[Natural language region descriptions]

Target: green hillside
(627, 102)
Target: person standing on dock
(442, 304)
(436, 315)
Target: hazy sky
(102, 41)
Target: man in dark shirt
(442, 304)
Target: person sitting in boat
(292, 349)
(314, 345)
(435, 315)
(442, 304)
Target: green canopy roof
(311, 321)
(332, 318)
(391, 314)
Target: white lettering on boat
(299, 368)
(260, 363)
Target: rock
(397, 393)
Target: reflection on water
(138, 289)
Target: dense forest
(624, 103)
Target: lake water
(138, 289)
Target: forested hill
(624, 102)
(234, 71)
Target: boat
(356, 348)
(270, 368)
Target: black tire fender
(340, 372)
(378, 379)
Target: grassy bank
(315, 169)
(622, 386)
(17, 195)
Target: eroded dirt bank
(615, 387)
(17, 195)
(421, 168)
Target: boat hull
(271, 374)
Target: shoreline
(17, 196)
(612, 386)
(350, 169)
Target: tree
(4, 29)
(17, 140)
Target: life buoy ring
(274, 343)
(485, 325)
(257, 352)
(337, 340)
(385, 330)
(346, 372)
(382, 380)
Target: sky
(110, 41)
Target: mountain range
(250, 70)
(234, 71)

**REQUIREMENT**:
Reproduce all the entries above. Match them exactly.

**ANSWER FOR THIS EXERCISE**:
Target: green hillside
(627, 102)
Target: person standing on dock
(442, 304)
(436, 315)
Target: hazy sky
(102, 41)
Target: man in dark shirt
(442, 304)
Target: person sitting in boat
(292, 349)
(314, 345)
(435, 315)
(442, 304)
Target: green canopy roof
(311, 321)
(332, 318)
(391, 314)
Target: white lettering on boat
(299, 368)
(260, 363)
Target: rock
(397, 393)
Target: reflection on water
(138, 289)
Target: dense forest
(624, 103)
Target: lake water
(138, 289)
Target: forested hill
(624, 102)
(234, 71)
Target: boat
(356, 348)
(270, 368)
Target: black tire fender
(340, 372)
(378, 379)
Target: grassy bank
(315, 169)
(622, 386)
(17, 195)
Target: eroded dirt bank
(615, 387)
(17, 195)
(421, 168)
Target: boat hull
(271, 374)
Target: shoreline
(17, 196)
(612, 386)
(350, 169)
Target: tree
(4, 29)
(17, 140)
Target: life buoy ring
(274, 343)
(485, 325)
(257, 352)
(337, 340)
(385, 330)
(346, 372)
(382, 380)
Target: sky
(110, 41)
Target: mountain range
(250, 70)
(234, 71)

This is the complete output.